## Texto da página:
>>

A agricultura nos cerrados somente será sustentável se for capaz de competir com aquela de outras regiões e mesmo com a de outros países. A evidência disponível até agora é de que o cerrado goza de vantagens comparativas na produção agrícola. 
  • A estabilidade social é outra dimensão da sustentabilidade do desenvolvimento, aspecto importante quando se analisa uma região de expansão da fronteira agrícola como é o caso dos cerrados. É preciso reconhecer o processo de ocupação do cerrado, verificar como a agricultura tem-se estruturado na região e até que ponto ela já se encontra consolidada. 
A coerência ecológica é a intensidade que a exploração seja compatível com a capacidade de suporte do meio ambiente. A região de cerrados é muito heterogênea, com ecossistemas estáveis e resistentes e sistemas extremamente sensíveis à ação antrópica. 
  • A intensidade da exploração também varia com o uso dos recursos naturais, exercendo menor pressão (ex.: extrativismo vegetal, florestas cultivadas, pastagens naturais) ou mais agressoras ao meio ambiente (ex.: lavouras intensamente mecanizadas). Diante da disponibilidade de terras aptas para o cultivo e pressão da demanda por alimentos, é inevitável a continuidade da expansão da agricultura.
A Sustentabilidade da Agricultura:
  • O aumento das preocupações quanto à qualidade de vida e aos problemas ambientais ocorreu no meio da década de 80. O Relatório Brundtland lançou à humanidade o desafio do “desenvolvimento sustentável”, sendo que no final da década de 80, o conceito de desenvolvimento sustentável tornava-se uma espécie de ideal da sociedade contemporânea. 
No setor agropecuário, o significado “sustentável” passou a atrair a atenção de um maior número de profissionais. Desde o final dos anos 80 proliferaram as tentativas de definir o que é a agricultura sustentável, indicando o desejo de um novo padrão produtivo que garanta a segurança alimentar sem agredir o ambiente. Houve nesse momento, uma insatisfação com a chamada agricultura “convencional” ou “moderna”. 
  • A agricultura teve início há mais ou menos dez mil anos, quando alguns povos do norte da África e do oeste asiático abandonaram progressivamente a caça e a coleta de alimentos e começaram a produzir seus próprios grãos. Mas, apesar da experiência milenar, o domínio sobre as técnicas de produção era, em geral, muito precário e a produção de alimentos sempre foi um dos maiores desafios da humanidade. 
A fome matou centenas de milhares de pessoas em todo o mundo durante toda a Antiguidade, a Idade Média e a Renascença. A agricultura moderna nasceu durante os séculos XVIII e XIX em diversas áreas da Europa. Um intenso processo de mudanças tecnológicas, sociais e econômicas, que hoje é chamada de Revolução Agrícola, teve papel crucial na decomposição do feudalismo e no advento do capitalismo. 
  • Tornando-se atividades cada vez mais complementares, o cultivo e a criação de animais formaram progressivamente os alicerces das sociedades européias. O que, segundo Veiga (1991), provocou um dos mais importantes saltos de qualidade da civilização humana: o fim da escassez crônica de alimentos.

<<

## Dados fornecidos:
>>

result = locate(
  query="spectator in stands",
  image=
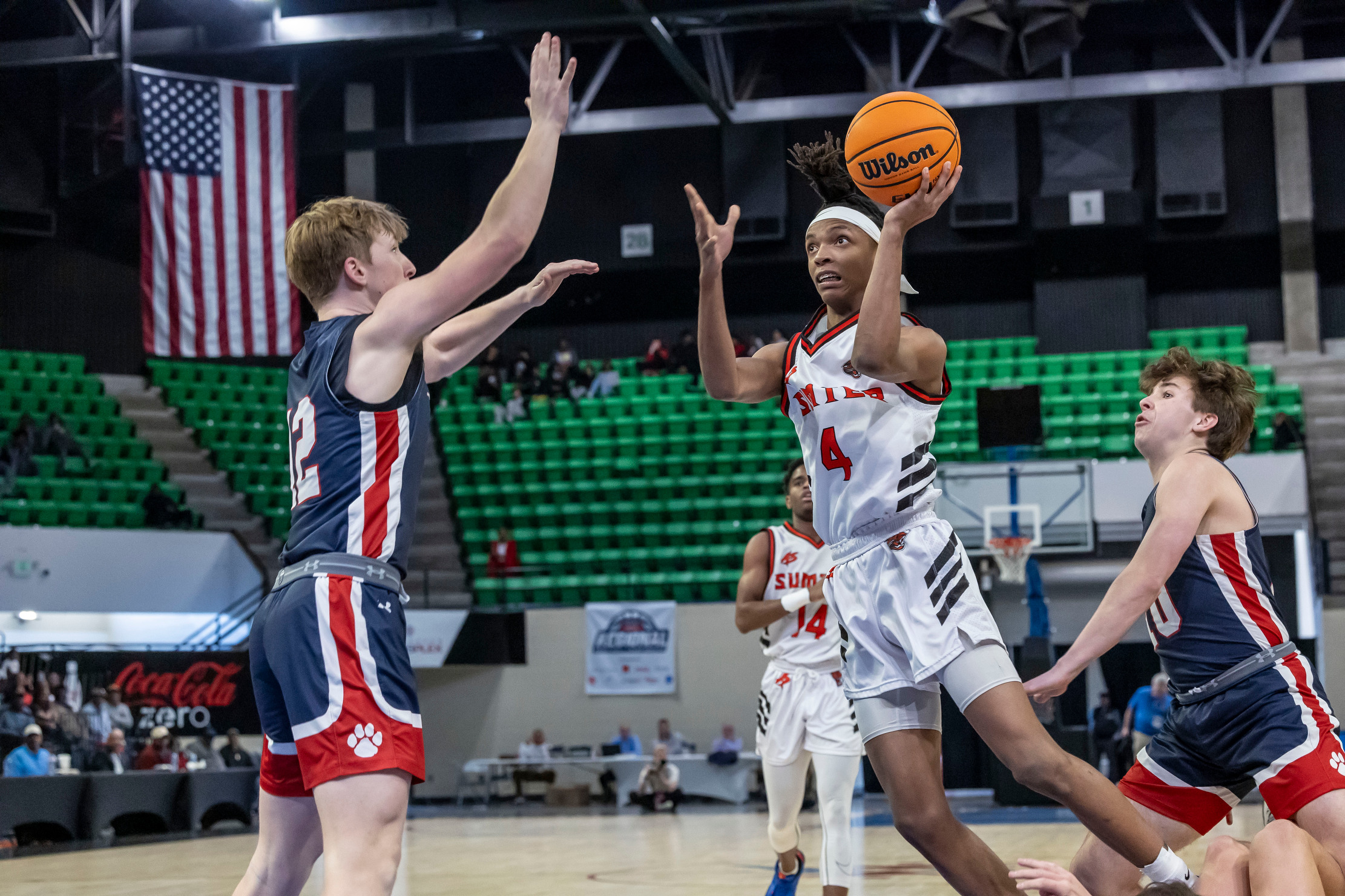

<<

Transcreva sem nenhuma alteração todo o trecho do texto sobre agricultura sustentável que vai de "No setor agropecuário, o" até "desafios da humanidade.".

## Resposta escrita:
No setor agropecuário, o significado “sustentável” passou a atrair a atenção de um maior número de profissionais. Desde o final dos anos 80 proliferaram as tentativas de definir o que é a agricultura sustentável, indicando o desejo de um novo padrão produtivo que garanta a segurança alimentar sem agredir o ambiente. Houve nesse momento, uma insatisfação com a chamada agricultura “convencional” ou “moderna”. 
  • A agricultura teve início há mais ou menos dez mil anos, quando alguns povos do norte da África e do oeste asiático abandonaram progressivamente a caça e a coleta de alimentos e começaram a produzir seus próprios grãos. Mas, apesar da experiência milenar, o domínio sobre as técnicas de produção era, em geral, muito precário e a produção de alimentos sempre foi um dos maiores desafios da humanidade.